Return the entries below in full. Keep every word as it is.
--- Listed entries ---
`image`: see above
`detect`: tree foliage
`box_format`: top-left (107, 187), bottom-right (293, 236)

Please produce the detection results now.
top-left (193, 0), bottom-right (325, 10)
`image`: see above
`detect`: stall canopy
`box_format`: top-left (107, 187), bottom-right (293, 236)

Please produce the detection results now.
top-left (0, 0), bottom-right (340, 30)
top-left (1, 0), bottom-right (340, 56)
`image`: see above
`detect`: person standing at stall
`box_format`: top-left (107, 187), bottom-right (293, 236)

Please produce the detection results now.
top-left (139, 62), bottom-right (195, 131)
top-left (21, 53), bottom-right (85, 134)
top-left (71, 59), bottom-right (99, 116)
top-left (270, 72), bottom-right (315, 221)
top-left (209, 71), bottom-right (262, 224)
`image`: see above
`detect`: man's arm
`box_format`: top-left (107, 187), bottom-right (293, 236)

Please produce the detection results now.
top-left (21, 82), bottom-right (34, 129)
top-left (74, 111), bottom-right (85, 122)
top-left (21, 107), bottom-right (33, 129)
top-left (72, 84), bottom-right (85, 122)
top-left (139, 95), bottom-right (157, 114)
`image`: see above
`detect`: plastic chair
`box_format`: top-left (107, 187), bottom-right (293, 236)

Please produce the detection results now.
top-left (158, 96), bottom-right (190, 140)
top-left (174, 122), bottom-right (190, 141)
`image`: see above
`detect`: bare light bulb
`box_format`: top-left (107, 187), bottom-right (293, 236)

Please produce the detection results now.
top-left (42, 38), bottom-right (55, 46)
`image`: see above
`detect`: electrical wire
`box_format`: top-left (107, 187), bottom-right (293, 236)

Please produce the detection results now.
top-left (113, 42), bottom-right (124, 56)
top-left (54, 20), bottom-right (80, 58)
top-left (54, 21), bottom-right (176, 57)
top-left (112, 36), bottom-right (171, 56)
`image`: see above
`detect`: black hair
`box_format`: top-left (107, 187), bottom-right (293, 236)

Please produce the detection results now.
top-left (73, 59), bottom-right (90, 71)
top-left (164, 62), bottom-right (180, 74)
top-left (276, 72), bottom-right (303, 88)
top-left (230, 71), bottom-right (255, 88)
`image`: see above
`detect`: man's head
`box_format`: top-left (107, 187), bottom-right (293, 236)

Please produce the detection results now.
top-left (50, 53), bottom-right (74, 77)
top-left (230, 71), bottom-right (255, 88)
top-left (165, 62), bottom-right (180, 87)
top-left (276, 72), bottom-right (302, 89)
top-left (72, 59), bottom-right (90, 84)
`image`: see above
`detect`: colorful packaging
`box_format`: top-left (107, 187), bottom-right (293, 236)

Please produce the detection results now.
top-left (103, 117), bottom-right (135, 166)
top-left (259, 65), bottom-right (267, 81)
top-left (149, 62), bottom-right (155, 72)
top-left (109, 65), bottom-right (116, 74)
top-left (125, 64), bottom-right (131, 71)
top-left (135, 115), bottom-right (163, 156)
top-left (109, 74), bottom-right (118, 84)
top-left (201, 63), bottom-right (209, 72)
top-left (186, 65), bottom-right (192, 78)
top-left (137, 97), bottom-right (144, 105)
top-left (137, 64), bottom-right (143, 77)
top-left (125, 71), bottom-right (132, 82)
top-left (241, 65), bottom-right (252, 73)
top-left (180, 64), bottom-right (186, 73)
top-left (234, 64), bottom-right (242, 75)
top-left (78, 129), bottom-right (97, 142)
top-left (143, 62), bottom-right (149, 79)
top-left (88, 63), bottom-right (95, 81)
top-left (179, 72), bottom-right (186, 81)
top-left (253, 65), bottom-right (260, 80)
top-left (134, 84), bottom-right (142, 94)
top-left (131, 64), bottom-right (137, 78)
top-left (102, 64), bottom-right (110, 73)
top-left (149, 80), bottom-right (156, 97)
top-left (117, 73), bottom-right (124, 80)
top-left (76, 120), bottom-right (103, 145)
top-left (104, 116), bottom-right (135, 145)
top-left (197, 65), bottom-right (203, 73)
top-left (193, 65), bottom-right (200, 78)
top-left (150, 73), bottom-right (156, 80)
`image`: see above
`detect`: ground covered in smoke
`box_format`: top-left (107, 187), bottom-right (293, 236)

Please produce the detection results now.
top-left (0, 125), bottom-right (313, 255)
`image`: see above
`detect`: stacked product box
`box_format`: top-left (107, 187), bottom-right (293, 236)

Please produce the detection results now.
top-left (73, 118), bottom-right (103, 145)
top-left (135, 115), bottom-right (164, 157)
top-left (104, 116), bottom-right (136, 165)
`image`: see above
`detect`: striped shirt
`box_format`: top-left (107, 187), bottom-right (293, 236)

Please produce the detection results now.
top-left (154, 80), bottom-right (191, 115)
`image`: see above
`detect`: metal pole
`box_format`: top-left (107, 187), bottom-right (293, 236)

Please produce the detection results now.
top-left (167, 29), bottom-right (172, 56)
---
* Exercise output *
`image`: see above
`detect`: tree foliage
`box_format`: top-left (107, 187), bottom-right (293, 236)

Please produce the detection results now.
top-left (193, 0), bottom-right (325, 10)
`image`: see above
`detect`: stall canopy
`box_format`: top-left (107, 187), bottom-right (293, 236)

Please produce the detection results now.
top-left (0, 0), bottom-right (340, 30)
top-left (1, 0), bottom-right (340, 56)
`image`: see above
`detect`: person standing at stall
`box_format`: top-left (107, 187), bottom-right (293, 236)

Please produce the detection results now.
top-left (139, 62), bottom-right (195, 131)
top-left (21, 53), bottom-right (85, 134)
top-left (71, 59), bottom-right (99, 116)
top-left (270, 72), bottom-right (315, 221)
top-left (209, 71), bottom-right (262, 224)
`image`: see above
`detect`: man's arm
`box_format`: top-left (107, 187), bottom-right (293, 236)

Please produce the detection results now.
top-left (21, 82), bottom-right (34, 129)
top-left (74, 111), bottom-right (85, 122)
top-left (21, 107), bottom-right (33, 129)
top-left (72, 84), bottom-right (85, 122)
top-left (139, 95), bottom-right (157, 114)
`image`: see above
`detect`: plastic chair
`box_format`: top-left (107, 187), bottom-right (293, 236)

Please produce the detection results now.
top-left (158, 96), bottom-right (190, 140)
top-left (174, 122), bottom-right (190, 141)
`image`: see above
`detect`: bare light bulb
`box_format`: top-left (107, 187), bottom-right (293, 236)

Please produce the detection results now.
top-left (42, 38), bottom-right (55, 46)
`image`: see above
`detect`: electrical wire
`box_format`: top-left (107, 187), bottom-right (293, 236)

Please produce the detection results now.
top-left (113, 42), bottom-right (124, 56)
top-left (54, 20), bottom-right (80, 58)
top-left (54, 21), bottom-right (176, 57)
top-left (112, 36), bottom-right (171, 56)
`image`: see above
`detect`: black hair
`box_format`: top-left (107, 187), bottom-right (293, 236)

Please produce the detection results now.
top-left (73, 59), bottom-right (90, 71)
top-left (164, 62), bottom-right (180, 74)
top-left (276, 72), bottom-right (303, 88)
top-left (230, 71), bottom-right (255, 88)
`image`: see above
`detect`: man's head
`box_format`: top-left (107, 187), bottom-right (293, 236)

Please produce the detection results now.
top-left (50, 53), bottom-right (74, 77)
top-left (230, 71), bottom-right (255, 88)
top-left (165, 62), bottom-right (180, 87)
top-left (276, 72), bottom-right (302, 89)
top-left (72, 59), bottom-right (90, 84)
`image`: see above
`detect`: colorful packaging
`box_format`: top-left (107, 187), bottom-right (293, 236)

Please produce the detection results now.
top-left (103, 117), bottom-right (135, 166)
top-left (259, 65), bottom-right (267, 81)
top-left (149, 62), bottom-right (155, 72)
top-left (109, 65), bottom-right (116, 74)
top-left (125, 64), bottom-right (131, 71)
top-left (135, 115), bottom-right (163, 156)
top-left (109, 74), bottom-right (118, 84)
top-left (201, 63), bottom-right (209, 72)
top-left (186, 65), bottom-right (192, 78)
top-left (137, 97), bottom-right (144, 105)
top-left (137, 64), bottom-right (143, 77)
top-left (125, 71), bottom-right (132, 82)
top-left (241, 65), bottom-right (252, 73)
top-left (180, 64), bottom-right (186, 73)
top-left (234, 64), bottom-right (242, 75)
top-left (78, 129), bottom-right (97, 142)
top-left (143, 62), bottom-right (149, 79)
top-left (88, 63), bottom-right (95, 81)
top-left (179, 72), bottom-right (186, 81)
top-left (253, 65), bottom-right (260, 80)
top-left (134, 84), bottom-right (142, 94)
top-left (131, 64), bottom-right (137, 78)
top-left (102, 64), bottom-right (110, 73)
top-left (149, 80), bottom-right (156, 97)
top-left (117, 73), bottom-right (124, 80)
top-left (76, 120), bottom-right (103, 145)
top-left (104, 116), bottom-right (135, 145)
top-left (197, 65), bottom-right (203, 73)
top-left (193, 65), bottom-right (200, 78)
top-left (150, 73), bottom-right (156, 80)
`image`: see above
`detect`: ground covered in smoke
`box_format`: top-left (107, 187), bottom-right (293, 236)

Please produce the detection results now.
top-left (0, 125), bottom-right (313, 255)
`image`: see above
`detect`: stacked product box
`box_format`: top-left (107, 187), bottom-right (293, 236)

Please produce the detection results now.
top-left (73, 118), bottom-right (103, 145)
top-left (135, 115), bottom-right (164, 157)
top-left (104, 116), bottom-right (136, 165)
`image`: see above
`detect`: striped shirt
`box_format`: top-left (107, 187), bottom-right (293, 236)

Please produce the detection results now.
top-left (154, 80), bottom-right (191, 115)
`image`: see above
`detect`: metal pole
`box_format`: top-left (107, 187), bottom-right (293, 236)

Please produce the detection results now.
top-left (167, 29), bottom-right (172, 56)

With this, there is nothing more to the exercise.